• _Task brief_
Could you find every line in the entries below that holds the word "spire" and copy it?

• _Information given_
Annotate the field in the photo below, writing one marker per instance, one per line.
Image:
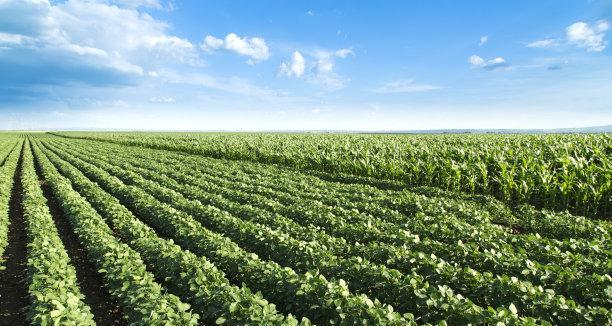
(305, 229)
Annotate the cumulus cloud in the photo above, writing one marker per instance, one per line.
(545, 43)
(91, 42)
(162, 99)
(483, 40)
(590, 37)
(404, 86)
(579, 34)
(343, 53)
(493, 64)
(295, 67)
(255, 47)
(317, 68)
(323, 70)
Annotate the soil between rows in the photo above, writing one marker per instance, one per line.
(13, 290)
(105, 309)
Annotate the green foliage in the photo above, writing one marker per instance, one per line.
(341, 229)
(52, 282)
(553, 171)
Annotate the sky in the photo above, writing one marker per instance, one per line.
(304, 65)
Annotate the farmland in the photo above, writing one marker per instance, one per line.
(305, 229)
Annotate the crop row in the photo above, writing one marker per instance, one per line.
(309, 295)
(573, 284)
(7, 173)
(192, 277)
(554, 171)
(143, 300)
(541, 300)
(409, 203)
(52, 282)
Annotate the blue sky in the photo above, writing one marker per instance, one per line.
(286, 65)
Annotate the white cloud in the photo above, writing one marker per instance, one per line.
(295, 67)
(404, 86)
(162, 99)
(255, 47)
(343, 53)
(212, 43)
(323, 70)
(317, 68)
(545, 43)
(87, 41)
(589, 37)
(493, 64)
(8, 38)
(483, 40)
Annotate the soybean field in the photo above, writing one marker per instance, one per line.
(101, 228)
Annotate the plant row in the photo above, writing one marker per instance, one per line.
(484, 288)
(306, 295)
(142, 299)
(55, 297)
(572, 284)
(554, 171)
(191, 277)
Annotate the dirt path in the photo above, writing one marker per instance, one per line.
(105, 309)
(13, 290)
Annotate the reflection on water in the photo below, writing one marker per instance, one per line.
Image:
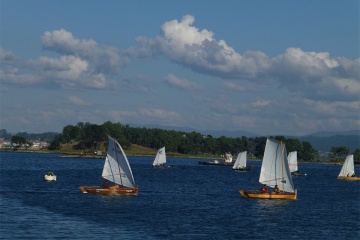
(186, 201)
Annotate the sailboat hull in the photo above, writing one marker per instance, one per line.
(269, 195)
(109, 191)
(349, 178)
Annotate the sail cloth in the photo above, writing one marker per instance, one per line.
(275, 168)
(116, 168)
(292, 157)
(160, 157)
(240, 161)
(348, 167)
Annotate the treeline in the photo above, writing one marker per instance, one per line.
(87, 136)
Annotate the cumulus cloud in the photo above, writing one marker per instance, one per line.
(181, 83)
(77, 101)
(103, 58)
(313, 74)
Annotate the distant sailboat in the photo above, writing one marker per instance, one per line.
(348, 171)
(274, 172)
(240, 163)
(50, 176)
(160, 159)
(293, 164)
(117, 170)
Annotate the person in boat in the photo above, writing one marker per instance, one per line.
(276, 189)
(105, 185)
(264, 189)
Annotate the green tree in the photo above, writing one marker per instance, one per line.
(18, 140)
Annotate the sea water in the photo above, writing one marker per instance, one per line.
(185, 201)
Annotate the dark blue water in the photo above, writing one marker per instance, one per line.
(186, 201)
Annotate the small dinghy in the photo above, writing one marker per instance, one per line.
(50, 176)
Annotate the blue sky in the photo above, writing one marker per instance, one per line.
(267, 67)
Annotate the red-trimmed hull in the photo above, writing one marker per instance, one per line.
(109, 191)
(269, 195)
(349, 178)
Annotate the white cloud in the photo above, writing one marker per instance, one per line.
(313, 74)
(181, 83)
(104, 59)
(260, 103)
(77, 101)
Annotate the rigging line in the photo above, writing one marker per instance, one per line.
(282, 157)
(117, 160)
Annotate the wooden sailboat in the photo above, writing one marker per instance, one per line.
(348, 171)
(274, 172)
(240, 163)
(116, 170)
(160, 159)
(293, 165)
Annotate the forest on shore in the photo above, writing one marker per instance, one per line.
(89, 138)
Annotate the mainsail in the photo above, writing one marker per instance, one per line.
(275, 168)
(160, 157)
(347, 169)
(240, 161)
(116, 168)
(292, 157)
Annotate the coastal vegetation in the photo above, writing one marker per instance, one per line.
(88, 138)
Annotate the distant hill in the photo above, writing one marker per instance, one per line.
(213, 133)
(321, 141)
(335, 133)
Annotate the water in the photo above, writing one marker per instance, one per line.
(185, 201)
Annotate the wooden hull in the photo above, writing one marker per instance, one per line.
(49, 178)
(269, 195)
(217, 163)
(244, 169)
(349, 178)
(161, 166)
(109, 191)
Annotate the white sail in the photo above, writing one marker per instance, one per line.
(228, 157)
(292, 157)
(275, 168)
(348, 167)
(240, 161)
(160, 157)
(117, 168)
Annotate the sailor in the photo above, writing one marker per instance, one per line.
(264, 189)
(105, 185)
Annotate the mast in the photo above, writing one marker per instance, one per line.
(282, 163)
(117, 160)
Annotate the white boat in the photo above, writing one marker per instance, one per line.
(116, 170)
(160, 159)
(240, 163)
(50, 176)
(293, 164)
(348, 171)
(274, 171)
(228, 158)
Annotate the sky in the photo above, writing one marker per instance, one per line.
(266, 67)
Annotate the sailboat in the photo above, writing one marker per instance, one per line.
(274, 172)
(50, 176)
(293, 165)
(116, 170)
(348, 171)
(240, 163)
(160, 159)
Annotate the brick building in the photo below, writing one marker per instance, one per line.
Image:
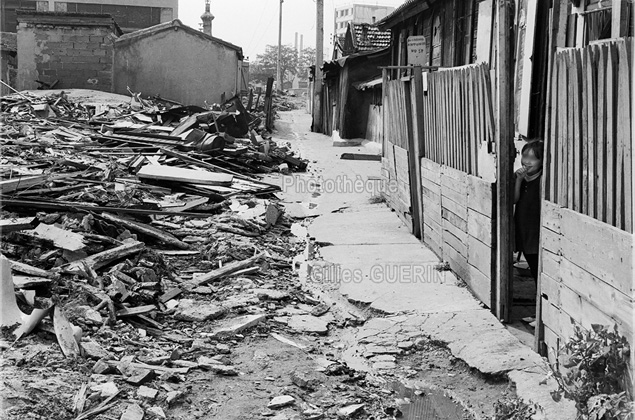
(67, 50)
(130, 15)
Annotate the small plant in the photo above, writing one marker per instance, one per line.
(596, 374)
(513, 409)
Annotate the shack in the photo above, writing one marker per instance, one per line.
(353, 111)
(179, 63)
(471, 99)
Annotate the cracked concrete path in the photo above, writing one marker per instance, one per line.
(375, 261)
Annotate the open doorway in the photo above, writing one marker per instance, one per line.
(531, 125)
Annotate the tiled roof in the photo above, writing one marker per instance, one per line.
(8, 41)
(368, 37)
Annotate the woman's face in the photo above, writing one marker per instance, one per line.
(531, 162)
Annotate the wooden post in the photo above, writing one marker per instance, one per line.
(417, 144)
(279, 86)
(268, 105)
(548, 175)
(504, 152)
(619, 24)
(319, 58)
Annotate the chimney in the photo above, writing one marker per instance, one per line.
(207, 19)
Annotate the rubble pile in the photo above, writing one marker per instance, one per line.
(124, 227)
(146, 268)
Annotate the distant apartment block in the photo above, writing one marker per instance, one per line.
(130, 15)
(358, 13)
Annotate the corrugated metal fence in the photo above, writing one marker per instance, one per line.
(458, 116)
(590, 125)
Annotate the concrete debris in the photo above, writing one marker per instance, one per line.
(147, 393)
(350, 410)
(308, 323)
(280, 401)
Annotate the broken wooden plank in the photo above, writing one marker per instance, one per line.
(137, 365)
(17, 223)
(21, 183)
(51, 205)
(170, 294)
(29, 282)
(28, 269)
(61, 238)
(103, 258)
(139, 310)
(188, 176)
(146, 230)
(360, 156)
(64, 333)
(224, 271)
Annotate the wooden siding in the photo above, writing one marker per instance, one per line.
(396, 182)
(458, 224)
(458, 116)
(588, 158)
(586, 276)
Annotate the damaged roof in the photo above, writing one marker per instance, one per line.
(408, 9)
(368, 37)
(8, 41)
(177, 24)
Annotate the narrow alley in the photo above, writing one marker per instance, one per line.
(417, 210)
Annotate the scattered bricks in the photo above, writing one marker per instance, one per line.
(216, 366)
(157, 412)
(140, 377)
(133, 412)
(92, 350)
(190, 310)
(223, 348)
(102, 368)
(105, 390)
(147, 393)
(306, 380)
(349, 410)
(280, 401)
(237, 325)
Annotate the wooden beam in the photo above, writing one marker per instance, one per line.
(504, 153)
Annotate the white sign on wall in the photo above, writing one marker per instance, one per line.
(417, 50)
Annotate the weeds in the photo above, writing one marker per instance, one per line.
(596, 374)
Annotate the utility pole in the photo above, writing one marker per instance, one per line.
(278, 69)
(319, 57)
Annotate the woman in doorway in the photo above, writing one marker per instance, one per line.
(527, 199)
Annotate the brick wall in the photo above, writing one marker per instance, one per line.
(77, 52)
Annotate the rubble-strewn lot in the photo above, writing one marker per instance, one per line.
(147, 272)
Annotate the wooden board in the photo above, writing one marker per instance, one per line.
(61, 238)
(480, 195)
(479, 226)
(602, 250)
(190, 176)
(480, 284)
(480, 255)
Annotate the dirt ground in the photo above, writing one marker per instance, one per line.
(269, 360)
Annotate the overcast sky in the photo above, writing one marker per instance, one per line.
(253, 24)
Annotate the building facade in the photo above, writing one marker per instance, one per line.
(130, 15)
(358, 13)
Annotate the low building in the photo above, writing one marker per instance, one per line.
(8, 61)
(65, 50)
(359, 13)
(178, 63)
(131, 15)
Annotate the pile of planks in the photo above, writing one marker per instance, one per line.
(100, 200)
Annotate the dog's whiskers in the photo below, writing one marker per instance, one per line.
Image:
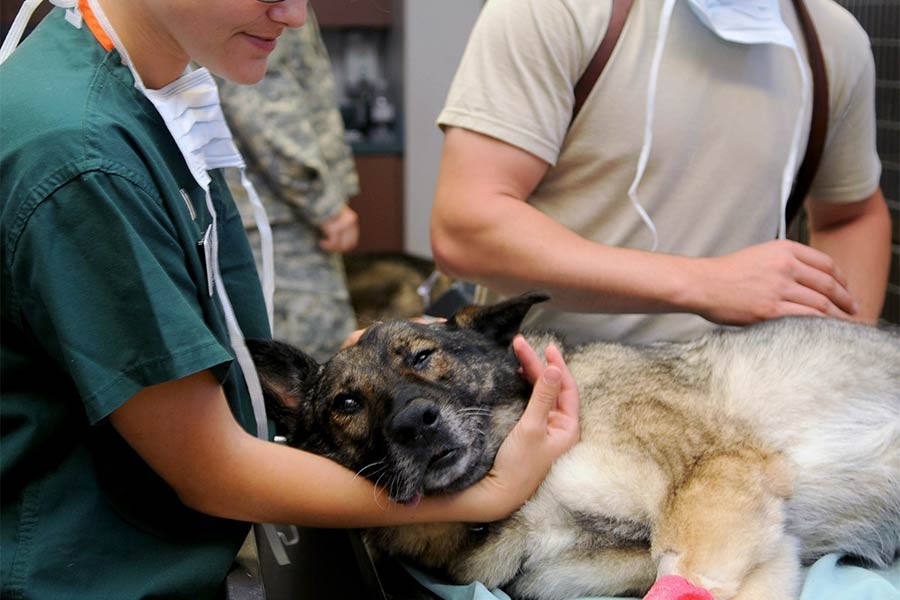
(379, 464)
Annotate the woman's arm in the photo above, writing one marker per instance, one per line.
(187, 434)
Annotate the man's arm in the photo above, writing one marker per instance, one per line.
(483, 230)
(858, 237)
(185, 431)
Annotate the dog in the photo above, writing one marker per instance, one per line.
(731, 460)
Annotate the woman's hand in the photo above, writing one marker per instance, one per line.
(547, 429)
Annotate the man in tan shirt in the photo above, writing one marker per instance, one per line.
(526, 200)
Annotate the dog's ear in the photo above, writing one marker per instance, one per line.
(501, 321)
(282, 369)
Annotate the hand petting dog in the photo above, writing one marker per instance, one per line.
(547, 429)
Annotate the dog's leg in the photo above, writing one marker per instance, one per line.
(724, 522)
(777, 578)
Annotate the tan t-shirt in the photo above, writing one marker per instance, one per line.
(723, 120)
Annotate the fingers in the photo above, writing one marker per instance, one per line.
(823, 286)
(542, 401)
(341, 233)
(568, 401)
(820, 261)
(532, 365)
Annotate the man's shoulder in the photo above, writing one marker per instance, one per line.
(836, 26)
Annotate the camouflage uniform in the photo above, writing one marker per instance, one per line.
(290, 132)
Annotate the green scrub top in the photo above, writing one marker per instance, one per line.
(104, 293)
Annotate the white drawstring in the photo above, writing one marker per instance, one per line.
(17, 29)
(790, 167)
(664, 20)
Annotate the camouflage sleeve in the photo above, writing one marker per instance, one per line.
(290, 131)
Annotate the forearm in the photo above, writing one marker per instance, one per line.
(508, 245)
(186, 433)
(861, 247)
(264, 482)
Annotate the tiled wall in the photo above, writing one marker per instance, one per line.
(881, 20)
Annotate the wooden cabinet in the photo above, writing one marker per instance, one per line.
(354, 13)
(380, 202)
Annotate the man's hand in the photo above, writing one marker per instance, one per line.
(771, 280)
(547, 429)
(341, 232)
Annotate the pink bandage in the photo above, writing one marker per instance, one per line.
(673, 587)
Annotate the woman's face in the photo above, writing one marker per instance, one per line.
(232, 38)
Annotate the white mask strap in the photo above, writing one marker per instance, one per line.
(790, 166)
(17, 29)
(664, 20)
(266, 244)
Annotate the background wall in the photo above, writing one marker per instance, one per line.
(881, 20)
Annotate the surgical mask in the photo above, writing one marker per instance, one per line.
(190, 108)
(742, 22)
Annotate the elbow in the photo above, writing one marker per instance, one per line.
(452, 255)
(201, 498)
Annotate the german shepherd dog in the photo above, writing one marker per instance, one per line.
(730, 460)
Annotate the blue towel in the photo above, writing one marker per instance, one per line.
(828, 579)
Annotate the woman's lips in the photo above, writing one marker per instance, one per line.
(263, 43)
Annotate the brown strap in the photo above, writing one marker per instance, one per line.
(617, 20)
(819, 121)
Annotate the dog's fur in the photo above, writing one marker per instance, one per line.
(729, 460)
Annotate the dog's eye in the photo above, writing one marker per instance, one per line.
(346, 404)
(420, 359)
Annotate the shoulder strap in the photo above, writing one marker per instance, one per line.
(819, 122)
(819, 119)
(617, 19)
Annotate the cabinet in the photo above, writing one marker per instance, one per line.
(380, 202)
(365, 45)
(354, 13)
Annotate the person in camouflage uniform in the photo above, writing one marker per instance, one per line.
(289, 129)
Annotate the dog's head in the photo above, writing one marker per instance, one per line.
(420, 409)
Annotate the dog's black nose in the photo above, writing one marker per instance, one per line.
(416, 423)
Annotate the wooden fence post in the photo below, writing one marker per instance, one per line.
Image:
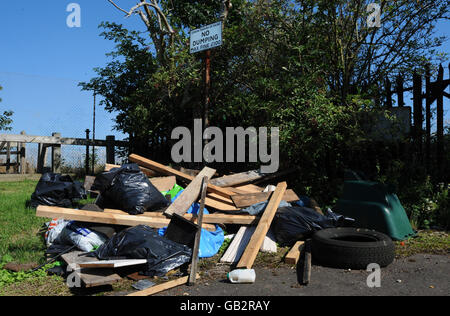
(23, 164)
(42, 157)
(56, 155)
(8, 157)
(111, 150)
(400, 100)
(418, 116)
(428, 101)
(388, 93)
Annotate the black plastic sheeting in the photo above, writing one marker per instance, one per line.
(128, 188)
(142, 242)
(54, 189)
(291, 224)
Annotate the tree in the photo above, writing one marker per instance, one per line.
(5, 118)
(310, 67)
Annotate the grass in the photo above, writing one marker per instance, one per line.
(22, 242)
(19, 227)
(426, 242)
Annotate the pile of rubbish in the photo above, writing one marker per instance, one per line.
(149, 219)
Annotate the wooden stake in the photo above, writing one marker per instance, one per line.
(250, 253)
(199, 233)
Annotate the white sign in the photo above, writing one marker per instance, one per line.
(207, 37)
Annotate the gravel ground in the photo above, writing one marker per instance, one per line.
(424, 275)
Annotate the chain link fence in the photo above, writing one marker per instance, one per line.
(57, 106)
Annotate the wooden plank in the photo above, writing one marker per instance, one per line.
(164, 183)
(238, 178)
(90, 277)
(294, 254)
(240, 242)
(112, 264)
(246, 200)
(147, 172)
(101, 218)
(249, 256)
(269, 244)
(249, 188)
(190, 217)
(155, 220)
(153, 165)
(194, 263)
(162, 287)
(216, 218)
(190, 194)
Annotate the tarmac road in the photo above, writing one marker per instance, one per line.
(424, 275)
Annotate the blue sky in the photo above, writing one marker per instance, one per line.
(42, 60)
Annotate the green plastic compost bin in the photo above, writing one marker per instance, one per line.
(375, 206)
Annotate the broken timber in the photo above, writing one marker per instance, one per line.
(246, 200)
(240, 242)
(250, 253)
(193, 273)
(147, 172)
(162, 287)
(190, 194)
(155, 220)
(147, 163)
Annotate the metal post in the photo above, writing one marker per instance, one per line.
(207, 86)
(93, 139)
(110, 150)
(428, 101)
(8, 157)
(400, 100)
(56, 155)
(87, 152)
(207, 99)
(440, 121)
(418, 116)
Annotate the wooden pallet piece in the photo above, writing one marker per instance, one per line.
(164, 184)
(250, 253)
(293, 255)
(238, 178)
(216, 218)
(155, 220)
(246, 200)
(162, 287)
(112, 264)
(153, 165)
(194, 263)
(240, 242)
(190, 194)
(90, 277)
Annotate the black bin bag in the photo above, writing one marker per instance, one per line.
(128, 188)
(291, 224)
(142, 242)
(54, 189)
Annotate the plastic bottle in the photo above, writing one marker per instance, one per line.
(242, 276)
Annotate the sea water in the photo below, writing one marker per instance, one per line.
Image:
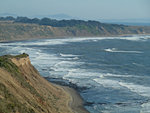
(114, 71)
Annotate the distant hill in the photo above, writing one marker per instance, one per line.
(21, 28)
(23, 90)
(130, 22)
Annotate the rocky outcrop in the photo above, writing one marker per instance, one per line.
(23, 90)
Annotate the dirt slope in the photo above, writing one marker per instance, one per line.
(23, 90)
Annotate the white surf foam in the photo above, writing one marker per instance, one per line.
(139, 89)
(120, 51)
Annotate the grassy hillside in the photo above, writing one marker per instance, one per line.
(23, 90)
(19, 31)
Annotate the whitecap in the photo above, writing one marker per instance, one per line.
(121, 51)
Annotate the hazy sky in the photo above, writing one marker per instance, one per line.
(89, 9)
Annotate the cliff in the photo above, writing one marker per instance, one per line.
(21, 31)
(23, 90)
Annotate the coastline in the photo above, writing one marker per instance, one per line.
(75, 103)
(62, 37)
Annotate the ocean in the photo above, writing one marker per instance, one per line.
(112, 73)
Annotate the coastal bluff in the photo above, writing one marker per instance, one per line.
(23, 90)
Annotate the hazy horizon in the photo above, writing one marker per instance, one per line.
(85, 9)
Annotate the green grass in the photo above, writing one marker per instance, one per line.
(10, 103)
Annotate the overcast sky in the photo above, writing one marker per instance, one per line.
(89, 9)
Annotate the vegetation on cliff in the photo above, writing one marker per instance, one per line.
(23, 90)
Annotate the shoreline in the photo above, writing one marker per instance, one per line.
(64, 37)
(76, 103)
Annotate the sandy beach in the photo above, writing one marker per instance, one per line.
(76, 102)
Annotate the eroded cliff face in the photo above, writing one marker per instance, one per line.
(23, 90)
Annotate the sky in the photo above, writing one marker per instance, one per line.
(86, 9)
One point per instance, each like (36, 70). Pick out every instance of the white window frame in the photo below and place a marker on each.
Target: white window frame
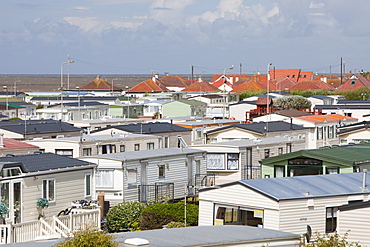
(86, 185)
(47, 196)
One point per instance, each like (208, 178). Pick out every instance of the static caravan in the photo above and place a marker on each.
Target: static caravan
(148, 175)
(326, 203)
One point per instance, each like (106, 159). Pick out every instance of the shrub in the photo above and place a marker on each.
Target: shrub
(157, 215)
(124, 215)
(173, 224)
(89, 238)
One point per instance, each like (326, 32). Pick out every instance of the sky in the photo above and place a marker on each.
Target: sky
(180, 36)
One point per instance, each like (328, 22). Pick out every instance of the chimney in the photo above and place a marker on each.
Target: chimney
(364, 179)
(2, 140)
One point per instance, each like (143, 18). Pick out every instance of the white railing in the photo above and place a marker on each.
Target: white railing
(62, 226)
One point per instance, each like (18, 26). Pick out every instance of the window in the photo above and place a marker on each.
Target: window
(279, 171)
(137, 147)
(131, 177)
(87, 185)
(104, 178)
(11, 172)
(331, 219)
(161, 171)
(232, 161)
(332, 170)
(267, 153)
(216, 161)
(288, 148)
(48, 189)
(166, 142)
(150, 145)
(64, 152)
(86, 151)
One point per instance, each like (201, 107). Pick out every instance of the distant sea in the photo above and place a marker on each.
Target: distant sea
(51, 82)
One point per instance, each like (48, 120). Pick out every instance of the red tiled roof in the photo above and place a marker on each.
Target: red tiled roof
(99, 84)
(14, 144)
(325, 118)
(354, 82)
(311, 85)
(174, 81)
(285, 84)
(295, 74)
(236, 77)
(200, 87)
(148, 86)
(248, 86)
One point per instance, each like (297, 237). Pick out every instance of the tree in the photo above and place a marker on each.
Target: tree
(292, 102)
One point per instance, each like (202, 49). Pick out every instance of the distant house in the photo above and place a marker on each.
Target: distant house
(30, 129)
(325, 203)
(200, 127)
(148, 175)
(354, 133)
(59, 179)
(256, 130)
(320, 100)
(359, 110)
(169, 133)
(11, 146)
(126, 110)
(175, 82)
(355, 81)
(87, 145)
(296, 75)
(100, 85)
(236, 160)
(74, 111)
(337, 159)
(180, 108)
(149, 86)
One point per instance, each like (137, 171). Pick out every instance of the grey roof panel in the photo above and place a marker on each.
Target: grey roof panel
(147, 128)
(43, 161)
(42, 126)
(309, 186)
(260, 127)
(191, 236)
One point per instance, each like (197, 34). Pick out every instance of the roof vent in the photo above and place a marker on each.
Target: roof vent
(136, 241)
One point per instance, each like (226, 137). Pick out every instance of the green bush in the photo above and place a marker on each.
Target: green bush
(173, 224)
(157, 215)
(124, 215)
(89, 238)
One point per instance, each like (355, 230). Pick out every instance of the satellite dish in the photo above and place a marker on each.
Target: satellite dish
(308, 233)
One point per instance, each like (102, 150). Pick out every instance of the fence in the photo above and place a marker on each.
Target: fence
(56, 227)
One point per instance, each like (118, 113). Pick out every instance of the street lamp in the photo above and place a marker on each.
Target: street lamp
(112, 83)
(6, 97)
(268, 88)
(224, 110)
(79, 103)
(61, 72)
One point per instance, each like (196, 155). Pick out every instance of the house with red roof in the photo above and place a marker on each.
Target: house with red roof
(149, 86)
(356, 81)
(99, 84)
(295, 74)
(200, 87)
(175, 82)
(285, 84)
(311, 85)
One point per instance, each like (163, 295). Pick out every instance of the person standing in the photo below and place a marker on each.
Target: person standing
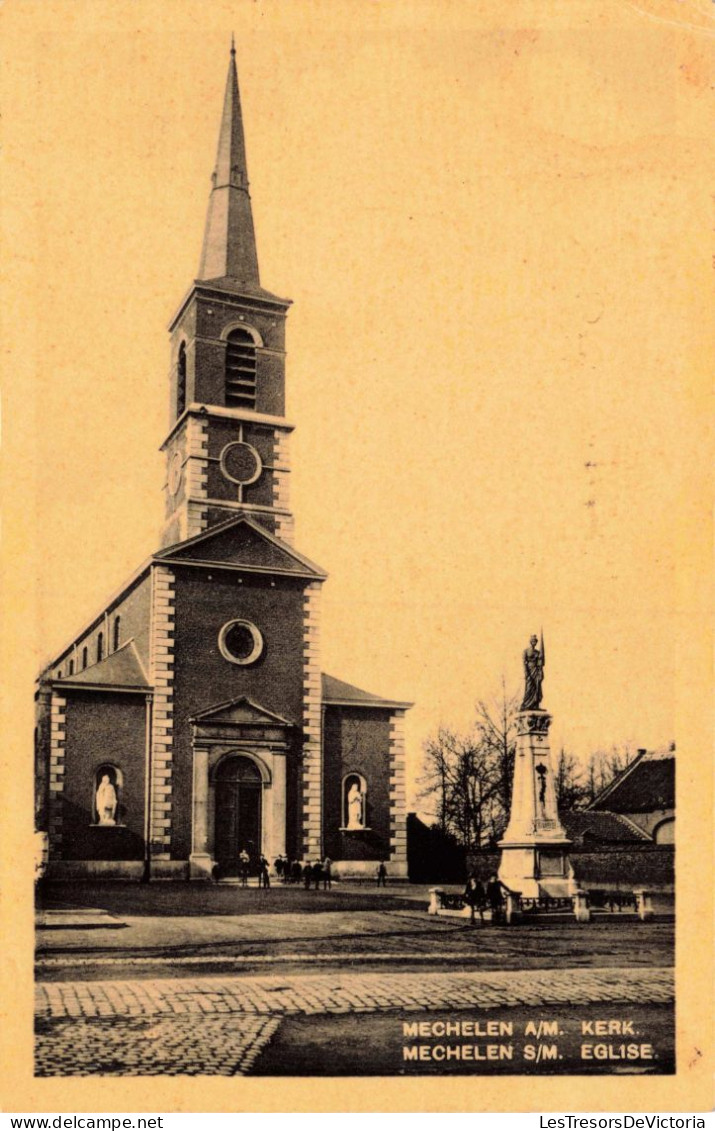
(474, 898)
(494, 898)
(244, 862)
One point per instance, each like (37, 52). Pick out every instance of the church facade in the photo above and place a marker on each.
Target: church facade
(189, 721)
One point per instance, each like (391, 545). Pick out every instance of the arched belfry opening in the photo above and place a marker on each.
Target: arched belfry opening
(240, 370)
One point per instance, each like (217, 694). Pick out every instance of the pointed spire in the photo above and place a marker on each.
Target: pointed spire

• _Response area_
One point per instance, each like (217, 694). Pick out every instance of the pointed spire in the photo above and place a marker on each.
Target: pointed spire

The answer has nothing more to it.